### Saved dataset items
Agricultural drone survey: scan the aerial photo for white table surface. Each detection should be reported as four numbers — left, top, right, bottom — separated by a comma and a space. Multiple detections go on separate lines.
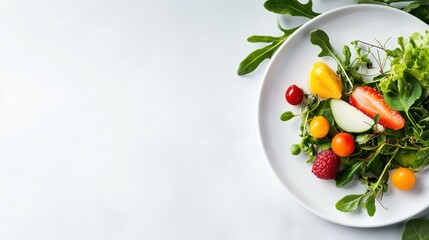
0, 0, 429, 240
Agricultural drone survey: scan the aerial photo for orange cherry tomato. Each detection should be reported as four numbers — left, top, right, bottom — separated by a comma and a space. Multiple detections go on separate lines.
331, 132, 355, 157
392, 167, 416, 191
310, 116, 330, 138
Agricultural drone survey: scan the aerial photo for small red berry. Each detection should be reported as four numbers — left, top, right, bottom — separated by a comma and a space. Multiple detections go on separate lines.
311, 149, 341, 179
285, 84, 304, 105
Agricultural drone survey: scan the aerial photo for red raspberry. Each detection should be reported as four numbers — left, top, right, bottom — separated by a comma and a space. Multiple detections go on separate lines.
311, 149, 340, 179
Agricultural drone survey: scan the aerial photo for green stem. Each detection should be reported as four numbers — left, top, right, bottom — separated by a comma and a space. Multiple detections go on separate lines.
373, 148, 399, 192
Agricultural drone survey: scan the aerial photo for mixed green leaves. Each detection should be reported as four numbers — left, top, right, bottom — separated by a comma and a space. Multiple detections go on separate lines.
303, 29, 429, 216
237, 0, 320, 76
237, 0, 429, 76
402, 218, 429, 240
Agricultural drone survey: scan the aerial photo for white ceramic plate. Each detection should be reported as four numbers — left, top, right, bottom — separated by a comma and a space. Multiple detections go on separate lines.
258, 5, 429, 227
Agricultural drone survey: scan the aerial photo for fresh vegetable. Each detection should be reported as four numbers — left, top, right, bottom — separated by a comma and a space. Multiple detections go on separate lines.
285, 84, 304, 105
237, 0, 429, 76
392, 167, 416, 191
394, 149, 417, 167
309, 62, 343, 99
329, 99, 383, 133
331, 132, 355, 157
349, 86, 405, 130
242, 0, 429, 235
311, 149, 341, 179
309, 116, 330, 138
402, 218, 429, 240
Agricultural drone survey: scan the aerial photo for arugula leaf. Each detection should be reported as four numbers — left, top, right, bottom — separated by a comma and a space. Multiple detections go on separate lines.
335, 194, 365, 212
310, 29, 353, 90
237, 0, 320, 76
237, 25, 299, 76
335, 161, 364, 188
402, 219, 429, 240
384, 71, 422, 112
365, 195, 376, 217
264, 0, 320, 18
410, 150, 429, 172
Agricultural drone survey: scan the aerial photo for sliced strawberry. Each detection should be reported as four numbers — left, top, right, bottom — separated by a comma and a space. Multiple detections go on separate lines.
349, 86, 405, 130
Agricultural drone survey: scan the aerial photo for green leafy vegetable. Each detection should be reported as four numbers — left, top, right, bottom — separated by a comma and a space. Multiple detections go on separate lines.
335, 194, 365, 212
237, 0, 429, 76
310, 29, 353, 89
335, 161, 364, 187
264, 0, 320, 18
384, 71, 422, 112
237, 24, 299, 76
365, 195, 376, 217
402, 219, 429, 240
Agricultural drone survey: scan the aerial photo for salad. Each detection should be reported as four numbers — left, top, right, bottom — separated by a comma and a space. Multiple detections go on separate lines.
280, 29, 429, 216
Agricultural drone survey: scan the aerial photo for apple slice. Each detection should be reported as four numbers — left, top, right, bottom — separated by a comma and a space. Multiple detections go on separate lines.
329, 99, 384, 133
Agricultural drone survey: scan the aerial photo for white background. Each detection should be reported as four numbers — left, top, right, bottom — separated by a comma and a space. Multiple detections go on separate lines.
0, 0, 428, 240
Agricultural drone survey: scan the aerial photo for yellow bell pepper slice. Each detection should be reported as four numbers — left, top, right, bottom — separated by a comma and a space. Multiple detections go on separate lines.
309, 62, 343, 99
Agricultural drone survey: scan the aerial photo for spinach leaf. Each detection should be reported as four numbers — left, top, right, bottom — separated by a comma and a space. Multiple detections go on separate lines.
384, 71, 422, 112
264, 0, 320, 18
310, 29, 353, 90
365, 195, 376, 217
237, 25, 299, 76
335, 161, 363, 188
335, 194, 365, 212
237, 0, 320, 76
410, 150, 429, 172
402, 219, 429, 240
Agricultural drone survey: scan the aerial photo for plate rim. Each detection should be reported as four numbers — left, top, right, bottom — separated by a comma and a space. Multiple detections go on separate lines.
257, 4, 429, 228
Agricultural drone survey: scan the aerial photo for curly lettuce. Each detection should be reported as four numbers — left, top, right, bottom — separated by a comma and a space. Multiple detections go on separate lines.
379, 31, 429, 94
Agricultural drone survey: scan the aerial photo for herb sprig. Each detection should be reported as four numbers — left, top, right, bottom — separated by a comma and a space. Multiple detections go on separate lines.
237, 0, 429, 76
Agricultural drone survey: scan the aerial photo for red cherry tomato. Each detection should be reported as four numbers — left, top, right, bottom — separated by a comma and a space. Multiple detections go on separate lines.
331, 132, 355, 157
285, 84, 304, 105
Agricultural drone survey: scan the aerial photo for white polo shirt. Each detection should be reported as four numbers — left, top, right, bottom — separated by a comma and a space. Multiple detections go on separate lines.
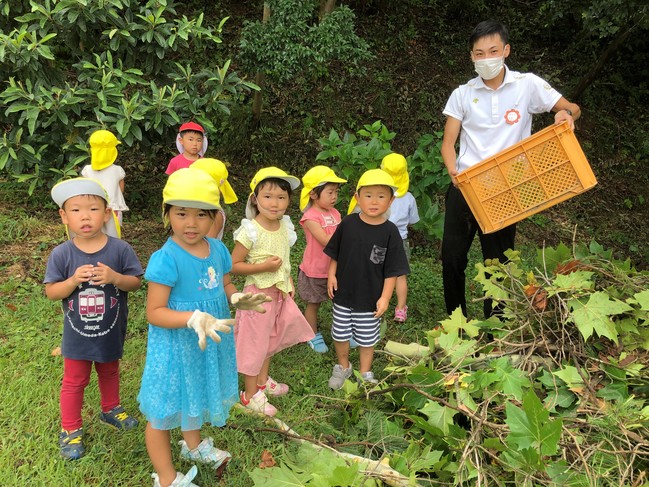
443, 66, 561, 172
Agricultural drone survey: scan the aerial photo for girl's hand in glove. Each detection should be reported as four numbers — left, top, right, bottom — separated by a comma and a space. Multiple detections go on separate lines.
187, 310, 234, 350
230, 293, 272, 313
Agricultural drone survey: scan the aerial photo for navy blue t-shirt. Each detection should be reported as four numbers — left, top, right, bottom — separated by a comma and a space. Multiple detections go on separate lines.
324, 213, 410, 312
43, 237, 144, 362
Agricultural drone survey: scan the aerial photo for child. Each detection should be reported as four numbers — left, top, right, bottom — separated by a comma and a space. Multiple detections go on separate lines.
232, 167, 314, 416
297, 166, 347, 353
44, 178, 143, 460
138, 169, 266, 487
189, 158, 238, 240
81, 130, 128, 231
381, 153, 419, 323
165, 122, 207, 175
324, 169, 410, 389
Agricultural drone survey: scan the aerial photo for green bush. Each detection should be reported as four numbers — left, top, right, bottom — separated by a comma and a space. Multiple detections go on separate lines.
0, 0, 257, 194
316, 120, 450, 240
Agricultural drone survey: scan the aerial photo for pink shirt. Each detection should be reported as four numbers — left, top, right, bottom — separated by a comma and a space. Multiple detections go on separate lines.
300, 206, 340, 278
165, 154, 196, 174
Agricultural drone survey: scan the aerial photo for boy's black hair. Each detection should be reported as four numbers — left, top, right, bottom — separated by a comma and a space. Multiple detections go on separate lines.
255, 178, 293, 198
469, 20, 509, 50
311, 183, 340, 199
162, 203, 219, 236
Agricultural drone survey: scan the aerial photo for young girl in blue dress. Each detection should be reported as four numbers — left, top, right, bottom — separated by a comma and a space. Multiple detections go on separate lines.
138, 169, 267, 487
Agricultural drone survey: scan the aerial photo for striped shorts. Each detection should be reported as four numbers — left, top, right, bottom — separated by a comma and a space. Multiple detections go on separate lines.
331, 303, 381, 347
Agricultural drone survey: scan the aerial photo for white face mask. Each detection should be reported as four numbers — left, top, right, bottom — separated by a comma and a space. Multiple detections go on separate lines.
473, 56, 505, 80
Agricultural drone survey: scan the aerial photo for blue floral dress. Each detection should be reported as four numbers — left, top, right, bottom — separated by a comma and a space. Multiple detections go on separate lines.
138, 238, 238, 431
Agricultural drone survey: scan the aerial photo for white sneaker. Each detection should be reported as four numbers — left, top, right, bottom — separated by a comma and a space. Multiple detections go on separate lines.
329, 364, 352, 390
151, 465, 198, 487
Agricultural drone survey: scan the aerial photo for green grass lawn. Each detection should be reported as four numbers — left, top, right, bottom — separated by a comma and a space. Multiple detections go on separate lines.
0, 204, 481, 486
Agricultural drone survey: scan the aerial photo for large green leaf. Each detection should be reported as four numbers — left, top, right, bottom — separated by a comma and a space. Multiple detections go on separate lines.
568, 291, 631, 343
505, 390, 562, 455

### WHAT TO WORK ON
Reproduce the material starting at the very beginning and ending at the line that contains "0, 0, 429, 240", swapping "white table surface" for "gray table surface" and keeping everything else the same. Omit the pictures from your answer.

### EXERCISE RESULT
Agricultural drone survey: scan the aerial photo for gray table surface. Each detection should be reported as four numbers — left, top, right, bottom — separated by a comma and a space. Multiple detections go on separate lines.
0, 0, 429, 240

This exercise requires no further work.